### Stated task
Copy all of the material below verbatim, line for line, without changing anything.

### Raw records
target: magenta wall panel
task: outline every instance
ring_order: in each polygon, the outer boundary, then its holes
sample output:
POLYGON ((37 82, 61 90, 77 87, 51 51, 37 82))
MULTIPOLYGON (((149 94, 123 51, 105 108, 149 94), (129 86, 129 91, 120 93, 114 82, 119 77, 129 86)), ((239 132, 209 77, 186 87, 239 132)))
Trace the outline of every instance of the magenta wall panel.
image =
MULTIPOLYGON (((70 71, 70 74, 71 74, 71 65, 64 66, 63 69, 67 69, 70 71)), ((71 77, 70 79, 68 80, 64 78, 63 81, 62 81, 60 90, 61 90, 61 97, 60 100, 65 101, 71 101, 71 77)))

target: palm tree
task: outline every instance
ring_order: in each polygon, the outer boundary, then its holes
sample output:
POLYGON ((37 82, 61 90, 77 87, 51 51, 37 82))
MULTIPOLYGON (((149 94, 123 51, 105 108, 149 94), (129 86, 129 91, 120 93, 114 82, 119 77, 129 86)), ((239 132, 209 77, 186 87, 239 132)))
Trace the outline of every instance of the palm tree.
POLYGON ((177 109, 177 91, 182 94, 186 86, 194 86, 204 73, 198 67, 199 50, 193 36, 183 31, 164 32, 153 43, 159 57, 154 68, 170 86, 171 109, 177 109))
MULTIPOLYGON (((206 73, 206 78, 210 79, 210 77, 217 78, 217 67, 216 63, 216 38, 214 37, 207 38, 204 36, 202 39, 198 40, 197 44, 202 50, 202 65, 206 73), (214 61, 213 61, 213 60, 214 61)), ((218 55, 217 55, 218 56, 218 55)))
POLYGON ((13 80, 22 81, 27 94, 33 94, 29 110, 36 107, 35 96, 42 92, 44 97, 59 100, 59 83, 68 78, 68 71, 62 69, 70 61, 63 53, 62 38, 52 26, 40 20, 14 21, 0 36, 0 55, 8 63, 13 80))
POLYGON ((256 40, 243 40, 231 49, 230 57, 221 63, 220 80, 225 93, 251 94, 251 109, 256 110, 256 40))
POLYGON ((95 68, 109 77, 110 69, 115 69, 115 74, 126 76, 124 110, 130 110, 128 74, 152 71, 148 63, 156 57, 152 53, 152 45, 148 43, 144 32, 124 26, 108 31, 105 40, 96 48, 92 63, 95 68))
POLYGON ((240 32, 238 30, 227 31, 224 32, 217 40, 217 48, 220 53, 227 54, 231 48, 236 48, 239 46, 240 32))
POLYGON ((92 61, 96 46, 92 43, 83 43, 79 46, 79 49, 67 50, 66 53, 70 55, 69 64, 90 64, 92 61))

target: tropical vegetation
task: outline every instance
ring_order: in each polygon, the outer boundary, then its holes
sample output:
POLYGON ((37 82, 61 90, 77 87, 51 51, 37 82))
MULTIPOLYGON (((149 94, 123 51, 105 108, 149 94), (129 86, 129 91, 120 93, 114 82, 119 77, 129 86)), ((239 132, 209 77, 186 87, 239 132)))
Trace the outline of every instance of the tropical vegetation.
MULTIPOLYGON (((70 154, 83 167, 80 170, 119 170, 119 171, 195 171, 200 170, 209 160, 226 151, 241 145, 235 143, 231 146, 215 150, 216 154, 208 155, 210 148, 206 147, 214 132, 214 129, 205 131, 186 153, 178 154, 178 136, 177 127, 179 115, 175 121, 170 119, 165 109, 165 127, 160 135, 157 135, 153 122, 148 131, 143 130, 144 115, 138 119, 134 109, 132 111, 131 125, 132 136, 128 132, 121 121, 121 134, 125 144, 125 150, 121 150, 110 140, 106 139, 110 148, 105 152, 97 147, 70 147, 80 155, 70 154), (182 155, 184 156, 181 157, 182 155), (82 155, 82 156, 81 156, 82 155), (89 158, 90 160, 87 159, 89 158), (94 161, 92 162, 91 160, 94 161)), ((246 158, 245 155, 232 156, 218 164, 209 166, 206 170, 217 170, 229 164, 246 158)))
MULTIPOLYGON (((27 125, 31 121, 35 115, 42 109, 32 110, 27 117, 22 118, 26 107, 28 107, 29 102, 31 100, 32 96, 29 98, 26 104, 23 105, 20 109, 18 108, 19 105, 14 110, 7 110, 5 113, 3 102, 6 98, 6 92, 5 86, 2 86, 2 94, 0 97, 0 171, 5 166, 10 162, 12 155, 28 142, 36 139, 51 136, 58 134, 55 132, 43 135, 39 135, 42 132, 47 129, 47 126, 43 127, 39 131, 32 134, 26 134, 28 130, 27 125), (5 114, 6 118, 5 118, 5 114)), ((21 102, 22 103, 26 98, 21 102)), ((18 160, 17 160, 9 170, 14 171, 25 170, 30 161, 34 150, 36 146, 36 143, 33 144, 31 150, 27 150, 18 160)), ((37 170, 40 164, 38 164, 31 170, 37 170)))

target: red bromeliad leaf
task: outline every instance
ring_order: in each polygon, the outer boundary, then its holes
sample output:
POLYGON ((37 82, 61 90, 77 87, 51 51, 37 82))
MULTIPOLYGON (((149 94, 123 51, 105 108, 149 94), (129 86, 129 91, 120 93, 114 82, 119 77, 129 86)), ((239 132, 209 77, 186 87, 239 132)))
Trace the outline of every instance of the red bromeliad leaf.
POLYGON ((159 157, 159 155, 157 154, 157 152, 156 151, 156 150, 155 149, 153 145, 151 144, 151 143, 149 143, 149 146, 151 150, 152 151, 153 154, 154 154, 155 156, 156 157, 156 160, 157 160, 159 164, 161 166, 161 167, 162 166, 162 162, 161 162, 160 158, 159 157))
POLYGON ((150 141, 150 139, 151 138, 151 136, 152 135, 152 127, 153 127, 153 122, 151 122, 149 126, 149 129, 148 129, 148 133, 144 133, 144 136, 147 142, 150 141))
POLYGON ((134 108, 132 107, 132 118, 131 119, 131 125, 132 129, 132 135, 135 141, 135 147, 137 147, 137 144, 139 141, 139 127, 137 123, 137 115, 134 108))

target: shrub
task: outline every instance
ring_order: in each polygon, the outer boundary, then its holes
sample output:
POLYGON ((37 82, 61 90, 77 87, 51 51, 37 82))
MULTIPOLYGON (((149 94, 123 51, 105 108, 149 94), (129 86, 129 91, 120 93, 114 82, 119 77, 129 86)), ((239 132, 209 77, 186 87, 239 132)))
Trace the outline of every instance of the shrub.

### Solution to the exercise
target: magenta wall panel
task: outline every instance
ring_order: in each polygon, the outer boundary, then its holes
sample output:
POLYGON ((37 82, 61 90, 77 87, 51 51, 37 82))
MULTIPOLYGON (((149 94, 123 51, 105 108, 149 94), (129 86, 129 91, 120 93, 114 82, 119 77, 129 86)), ((239 132, 209 77, 186 87, 239 132)))
Trace the outline of every instance of the magenta wall panel.
image =
MULTIPOLYGON (((70 71, 70 74, 71 74, 71 65, 64 66, 63 69, 67 69, 70 71)), ((71 77, 70 79, 68 80, 64 78, 63 81, 62 81, 60 90, 61 90, 61 97, 60 100, 65 101, 71 101, 71 77)))

target: palm tree
task: outline every instance
ring_order: in each polygon, the outer boundary, then its holes
sample output:
POLYGON ((37 82, 61 90, 77 87, 51 51, 37 82))
MULTIPOLYGON (((149 94, 123 51, 105 108, 149 94), (129 86, 129 91, 120 93, 114 82, 119 77, 129 86)), ((239 132, 209 77, 186 87, 239 132)))
Trace the outline of every instance of the palm tree.
POLYGON ((177 109, 177 91, 182 94, 186 86, 194 86, 204 73, 198 67, 199 50, 193 36, 183 31, 164 32, 153 43, 159 57, 154 68, 170 86, 171 109, 177 109))
MULTIPOLYGON (((206 73, 206 78, 210 79, 210 77, 217 78, 217 67, 216 63, 216 38, 214 37, 207 38, 204 36, 202 39, 198 40, 197 44, 202 50, 202 65, 206 73), (214 61, 213 61, 213 60, 214 61)), ((218 55, 217 55, 218 56, 218 55)))
POLYGON ((13 80, 22 81, 27 94, 33 94, 29 110, 36 107, 35 96, 42 92, 44 97, 59 100, 59 83, 68 78, 68 71, 62 69, 70 61, 63 53, 62 38, 52 26, 40 20, 14 21, 0 36, 0 55, 8 63, 13 80))
POLYGON ((256 40, 243 40, 231 49, 230 57, 221 63, 220 80, 225 93, 251 94, 251 109, 256 110, 256 40))
POLYGON ((95 68, 109 77, 110 69, 115 69, 115 74, 126 76, 124 110, 130 110, 128 74, 152 71, 148 63, 156 57, 152 53, 152 45, 148 43, 144 32, 124 26, 108 31, 105 40, 96 48, 92 63, 95 68))
POLYGON ((240 32, 238 30, 227 31, 224 32, 217 40, 217 48, 220 53, 227 54, 231 48, 236 48, 239 46, 240 32))
POLYGON ((92 61, 96 46, 92 43, 83 43, 79 46, 79 49, 67 50, 66 53, 70 55, 69 64, 90 64, 92 61))

target: tropical vegetation
task: outline every instance
ring_order: in each polygon, the outer boundary, then its holes
sample output:
POLYGON ((37 82, 61 90, 77 87, 51 51, 37 82))
MULTIPOLYGON (((149 94, 123 51, 105 108, 149 94), (129 86, 129 91, 120 93, 114 82, 119 77, 129 86)), ((239 132, 209 77, 186 87, 239 132)))
Trace the outline of every instance of the tropical vegetation.
MULTIPOLYGON (((70 154, 83 167, 80 170, 119 170, 119 171, 195 171, 200 170, 209 160, 226 151, 241 145, 235 143, 231 146, 215 150, 216 154, 208 155, 210 148, 206 147, 214 132, 214 129, 205 131, 186 153, 178 154, 178 136, 177 127, 179 115, 175 121, 170 119, 165 109, 165 127, 160 135, 157 135, 153 122, 148 131, 143 130, 144 115, 138 119, 134 109, 132 111, 131 125, 132 136, 128 132, 121 121, 121 134, 125 144, 125 150, 121 150, 110 140, 106 139, 110 148, 105 152, 97 147, 70 147, 80 155, 70 154), (182 155, 184 156, 181 157, 182 155), (82 155, 82 156, 81 156, 82 155), (89 158, 90 160, 87 159, 89 158), (94 161, 92 162, 91 160, 94 161)), ((246 158, 245 155, 232 156, 218 164, 209 166, 206 170, 217 170, 229 164, 246 158)))
MULTIPOLYGON (((27 125, 31 121, 35 115, 42 109, 32 110, 27 117, 22 118, 26 107, 28 107, 29 102, 31 100, 32 96, 29 98, 26 104, 23 105, 20 109, 18 108, 19 105, 14 110, 7 110, 5 113, 3 102, 6 98, 6 92, 5 86, 2 86, 2 94, 0 97, 0 171, 5 166, 10 162, 12 155, 28 142, 36 139, 51 136, 58 134, 55 132, 43 135, 39 135, 42 132, 47 129, 47 126, 43 127, 39 131, 32 134, 26 134, 28 130, 27 125), (5 114, 6 118, 5 118, 5 114)), ((21 102, 22 103, 26 98, 21 102)), ((18 160, 17 160, 9 170, 14 171, 25 170, 30 161, 34 150, 36 146, 36 143, 33 144, 31 150, 27 150, 18 160)), ((37 170, 40 164, 38 164, 31 170, 37 170)))

target: red bromeliad leaf
task: outline every instance
ring_order: in each polygon, the outer boundary, then its holes
sample output:
POLYGON ((37 82, 61 90, 77 87, 51 51, 37 82))
MULTIPOLYGON (((149 94, 123 51, 105 108, 149 94), (129 86, 129 91, 120 93, 114 82, 119 77, 129 86)), ((239 132, 209 77, 186 87, 239 132)))
Trace the outline of every instance of the red bromeliad leaf.
POLYGON ((159 157, 159 155, 157 154, 157 152, 156 151, 156 150, 155 149, 153 145, 151 144, 151 143, 149 143, 149 146, 151 150, 152 151, 153 154, 154 154, 155 156, 156 157, 156 160, 157 160, 159 164, 161 166, 161 167, 162 166, 162 162, 161 162, 160 158, 159 157))
POLYGON ((150 141, 150 139, 151 138, 151 136, 152 135, 152 127, 153 127, 153 122, 151 122, 149 126, 149 129, 148 129, 148 133, 144 133, 144 136, 147 142, 150 141))
POLYGON ((134 108, 132 107, 132 118, 131 119, 131 125, 132 129, 132 135, 135 141, 135 147, 137 147, 137 144, 139 141, 139 127, 137 123, 137 115, 134 108))

target: shrub
task: outline every instance
ring_order: in each polygon, the outer boundary, then its holes
sample output:
POLYGON ((37 82, 61 90, 77 87, 51 51, 37 82))
MULTIPOLYGON (((149 94, 123 51, 105 108, 149 94), (129 86, 129 91, 120 93, 114 82, 119 77, 129 86)), ((239 132, 209 77, 186 87, 239 132)))
Trace the outline of every instance of the shrub.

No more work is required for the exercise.